Did you check to see the date when interest started? It's a bit fiddly - you have to click on the savings account number, then click on _Cleared cheque, _then you can see _Operation date and Value date _- the latter being the date savings are added and accruing interest_._ In my case three days after posting and two days after Rabo received the cheque which is quite good. They replied to my email today.


> RaboDirect
> _Cheques take 5 working days to clear to your account. You have been earning interest on the amount since the 5th April (day it was lodged to your account_).


_Rabo_ have a funny way of describing things. While the _Operation date_ is today 13th April and the _Value date_ is 5th April - I'd never know the 5th was the date interest started only I was told this on the phone yesterday. Maybe that's because it's a Dutch bank - I'm not complaining!


----------



## franmac (13 Apr 2007)

ClubMan said:


> Not in my experience. My mother just opened a _Rabo _account too and it was no big deal.


 
So have I ???? and I found the step by step instructions easy to follow.


----------



## cr81 (16 Apr 2007)

HI

I want to start investing a little money in bonds/stocks in the hope of making some  As i have fairly limited financial knowledge in general i thought that the RaboDirect investment account would be a good place to start as it allows you invest a minimum of €100. How do people find this account? Any tips? 

I would be relatively cautious and the rabodirect "what kind of investor are you" type test indicated that i should go for bonds over stocks.

Do you have to invest so much a month with this account? It is something which confused me when reading thedetails of the account on line?

Thanks,
CR


----------



## ClubMan (16 Apr 2007)

cr81 said:


> i thought that the RaboDirect investment account would be a good place to start as it allows you invest a minimum of €100. How do people find this account? Any tips?


Their charges are not the most competitive. [broken link removed] 0.75% on entry and 0.75% on exit as well as an annual management fee of 0.7%-2%. Sometimes they discount charges on their "fund of the month". In contrast the likes of [broken link removed] charge no entry or exit charges and only an annual management charge of 1% to 1.5% (reducing after 15 years) and accept regular contributions of €51 or more. Of course _Rabo's _online trading service has the advantage of convenience, they offer a wider/differnt range of funds and you can make sporadic contributions when you like. On the other hand I think that with _QL _you can stop/start/vary regular contributions at will too - just not online.


----------



## Sim2 (16 Apr 2007)

Hi Sherib, I don't have my digipass with me at the moment to check on the interest.

On another note, I'd just like to add that I have found this website an enourmous help in sorting out my finances. I love reading all the tips and advice.  I had a large number of debts three years ago, personal loan, credit card etc., and I have since paid these off and have a regular savings habit now.


----------



## cr81 (16 Apr 2007)

ClubMan said:


> Their charges are not the most competitive. [broken link removed] 0.75% on entry and 0.75% on exit as well as an annual management fee of 0.7%-2%. Sometimes they discount charges on their "fund of the month". In contrast the likes of [broken link removed] charge no entry or exit charges and only an annual management charge of 1% to 1.5% (reducing after 15 years) and accept regular contributions of €51 or more. Of course _Rabo's _online trading service has the advantage of convenience, they offer a wider/differnt range of funds and you can make sporadic contributions when you like. On the other hand I think that with _QL _you can stop/start/vary regular contributions at will too - just not online.


 
Thanks for the Quinn Life tip! I will definetly have a look. €51 minimum contribution sounds very reasonable to my poca!


----------

» STATED GOAL A:
Reproduce the entries verbatim, from the line that contains "find the background" through the end of the entries.

» PROVIDED DATA:
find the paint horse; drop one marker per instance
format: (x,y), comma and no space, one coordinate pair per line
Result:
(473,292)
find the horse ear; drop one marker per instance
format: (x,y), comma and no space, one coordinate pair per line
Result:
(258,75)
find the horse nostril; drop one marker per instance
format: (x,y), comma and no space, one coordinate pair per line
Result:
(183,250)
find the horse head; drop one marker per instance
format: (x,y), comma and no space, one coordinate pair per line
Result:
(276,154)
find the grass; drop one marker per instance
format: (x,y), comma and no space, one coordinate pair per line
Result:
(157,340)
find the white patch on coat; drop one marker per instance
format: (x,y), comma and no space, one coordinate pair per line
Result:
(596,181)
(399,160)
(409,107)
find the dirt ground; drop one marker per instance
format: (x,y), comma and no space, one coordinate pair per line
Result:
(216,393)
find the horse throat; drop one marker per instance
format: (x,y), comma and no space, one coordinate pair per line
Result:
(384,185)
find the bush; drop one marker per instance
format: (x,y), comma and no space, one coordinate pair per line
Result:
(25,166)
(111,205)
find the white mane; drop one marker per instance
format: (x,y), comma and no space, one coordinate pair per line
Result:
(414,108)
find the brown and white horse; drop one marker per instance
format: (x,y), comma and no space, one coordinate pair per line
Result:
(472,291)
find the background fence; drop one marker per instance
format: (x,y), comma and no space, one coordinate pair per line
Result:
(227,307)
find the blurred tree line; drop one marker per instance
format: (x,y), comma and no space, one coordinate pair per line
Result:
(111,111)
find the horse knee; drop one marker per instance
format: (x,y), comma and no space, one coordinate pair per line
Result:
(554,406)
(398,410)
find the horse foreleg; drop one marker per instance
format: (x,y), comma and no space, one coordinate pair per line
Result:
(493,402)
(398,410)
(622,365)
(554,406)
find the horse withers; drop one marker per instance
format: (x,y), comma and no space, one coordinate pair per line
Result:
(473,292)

» STATED GOAL B:
List each distinct username that heads a post in the forum thread, naming each one only once.

» TASK RESULT A:
find the background fence; drop one marker per instance
format: (x,y), comma and no space, one coordinate pair per line
Result:
(227,307)
find the blurred tree line; drop one marker per instance
format: (x,y), comma and no space, one coordinate pair per line
Result:
(111,111)
find the horse knee; drop one marker per instance
format: (x,y), comma and no space, one coordinate pair per line
Result:
(554,406)
(398,410)
find the horse foreleg; drop one marker per instance
format: (x,y), comma and no space, one coordinate pair per line
Result:
(493,402)
(398,410)
(622,365)
(554,406)
find the horse withers; drop one marker per instance
format: (x,y), comma and no space, one coordinate pair per line
Result:
(473,292)

» TASK RESULT B:
franmac
cr81
ClubMan
Sim2